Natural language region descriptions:
────────────────
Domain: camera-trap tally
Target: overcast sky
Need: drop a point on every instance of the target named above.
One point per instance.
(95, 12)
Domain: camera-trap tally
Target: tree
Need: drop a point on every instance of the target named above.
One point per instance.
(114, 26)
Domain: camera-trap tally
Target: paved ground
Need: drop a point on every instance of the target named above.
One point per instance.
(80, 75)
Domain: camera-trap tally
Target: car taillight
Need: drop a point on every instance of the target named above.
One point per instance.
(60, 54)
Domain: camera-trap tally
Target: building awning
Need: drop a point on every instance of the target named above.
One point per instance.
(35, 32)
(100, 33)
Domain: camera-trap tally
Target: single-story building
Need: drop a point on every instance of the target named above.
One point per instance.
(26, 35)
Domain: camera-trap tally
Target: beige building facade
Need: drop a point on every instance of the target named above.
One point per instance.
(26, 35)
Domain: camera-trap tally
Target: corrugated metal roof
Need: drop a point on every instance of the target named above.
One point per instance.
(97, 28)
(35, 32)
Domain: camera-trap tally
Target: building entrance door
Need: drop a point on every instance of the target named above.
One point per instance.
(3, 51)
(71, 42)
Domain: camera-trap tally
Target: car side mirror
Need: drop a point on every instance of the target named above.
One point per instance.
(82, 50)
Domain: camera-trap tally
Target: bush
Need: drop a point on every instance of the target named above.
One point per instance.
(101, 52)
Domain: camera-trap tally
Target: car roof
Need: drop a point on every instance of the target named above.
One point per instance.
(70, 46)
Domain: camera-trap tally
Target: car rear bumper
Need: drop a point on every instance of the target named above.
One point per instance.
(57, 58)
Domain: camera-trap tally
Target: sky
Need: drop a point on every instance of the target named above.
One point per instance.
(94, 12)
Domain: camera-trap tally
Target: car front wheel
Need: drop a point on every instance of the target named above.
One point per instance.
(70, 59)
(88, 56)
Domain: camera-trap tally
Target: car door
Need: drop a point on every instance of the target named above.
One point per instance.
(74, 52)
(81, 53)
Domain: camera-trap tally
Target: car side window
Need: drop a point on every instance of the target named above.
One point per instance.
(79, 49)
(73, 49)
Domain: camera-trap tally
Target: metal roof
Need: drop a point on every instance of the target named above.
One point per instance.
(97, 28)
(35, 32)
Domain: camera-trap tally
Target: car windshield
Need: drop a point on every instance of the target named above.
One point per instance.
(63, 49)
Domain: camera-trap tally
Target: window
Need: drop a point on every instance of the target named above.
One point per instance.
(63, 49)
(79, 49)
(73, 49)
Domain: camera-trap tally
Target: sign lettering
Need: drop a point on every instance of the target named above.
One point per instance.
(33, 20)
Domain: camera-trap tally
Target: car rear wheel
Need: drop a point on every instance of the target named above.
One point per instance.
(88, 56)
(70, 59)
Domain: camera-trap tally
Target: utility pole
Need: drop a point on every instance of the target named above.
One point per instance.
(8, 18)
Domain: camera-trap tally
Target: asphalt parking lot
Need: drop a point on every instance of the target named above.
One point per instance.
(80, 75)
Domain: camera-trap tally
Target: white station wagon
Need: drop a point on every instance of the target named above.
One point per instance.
────────────────
EXERCISE DETAILS: All of the data above needs to be written out exactly.

EXPECTED ANSWER:
Domain: camera-trap tally
Target: overcast sky
Need: drop a point on every instance of the target named above.
One point per instance.
(95, 12)
Domain: camera-trap tally
Target: tree
Need: drop a point on every instance of the target named above.
One point per instance.
(114, 26)
Domain: camera-trap tally
Target: paved ground
Need: drop a point on every instance of the target named above.
One point per instance.
(80, 75)
Domain: camera-trap tally
Target: car taillight
Need: drop a point on every instance of the target named above.
One point per instance.
(60, 54)
Domain: camera-trap tally
Target: building awning
Need: drop a point on every instance of the target named above.
One point per instance.
(35, 32)
(100, 33)
Domain: camera-trap tally
Target: single-story building
Need: drop a point on every instance of the target named above.
One point per instance.
(26, 35)
Domain: camera-trap tally
Target: beige building facade
Need: drop a point on every instance of the target named above.
One point per instance.
(26, 35)
Domain: camera-trap tally
Target: corrugated metal roof
Need: drop a point on every instance of the target named above.
One point per instance.
(97, 28)
(35, 32)
Domain: camera-trap tally
Target: building entrance door
Need: drop a point on every instance of the target named above.
One point per instance.
(3, 51)
(71, 42)
Domain: camera-trap tally
Target: car side mirror
Need: drop a point on every instance of the target named above.
One point per instance.
(82, 50)
Domain: camera-trap tally
Target: bush
Need: drop a point on every instance of the target named above.
One point per instance.
(101, 52)
Domain: camera-trap tally
Target: car roof
Need: drop a point on every instance of the target named above.
One point per instance.
(70, 46)
Domain: camera-trap tally
Target: car rear bumper
Need: drop a point on every instance of the target named above.
One point per instance.
(57, 58)
Domain: camera-trap tally
Target: sky
Need: drop a point on every instance of the target named above.
One point per instance.
(94, 12)
Domain: camera-trap tally
Target: car front wheel
Need: drop a point on every instance of the target named above.
One point per instance.
(70, 59)
(88, 56)
Domain: camera-trap tally
Target: car door
Need: drop a point on every instance of the target named above.
One point per instance.
(74, 52)
(81, 53)
Domain: camera-trap tally
Target: car side window
Need: drop a point on every instance of the target named above.
One point per instance.
(79, 49)
(73, 49)
Domain: camera-trap tally
Target: metal roof
Need: drop a point on every instance of the target named above.
One point per instance.
(97, 28)
(35, 32)
Domain: camera-trap tally
Target: car windshield
Need: drop a point on every instance of the target named above.
One point per instance.
(63, 49)
Domain: camera-trap tally
Target: window
Need: drop a point on every instance of the target named above.
One point per instance.
(63, 49)
(79, 49)
(73, 49)
Domain: camera-trap tally
Target: sign lettering
Need: drop a point on every instance of the target named above.
One point per instance.
(33, 20)
Domain: camera-trap tally
Target: car rear wheel
Need: drop a point on every instance of the target named above.
One point per instance.
(88, 56)
(70, 59)
Domain: camera-trap tally
Target: utility pole
Need: drop a point on every instance of the target named above.
One point per instance.
(8, 18)
Domain: camera-trap tally
Target: asphalt parking lot
Need: drop a point on every instance of the target named above.
One point per instance.
(80, 75)
Domain: camera-trap tally
Target: white station wagon
Need: drop a point on every instance of the target named above.
One point per instance.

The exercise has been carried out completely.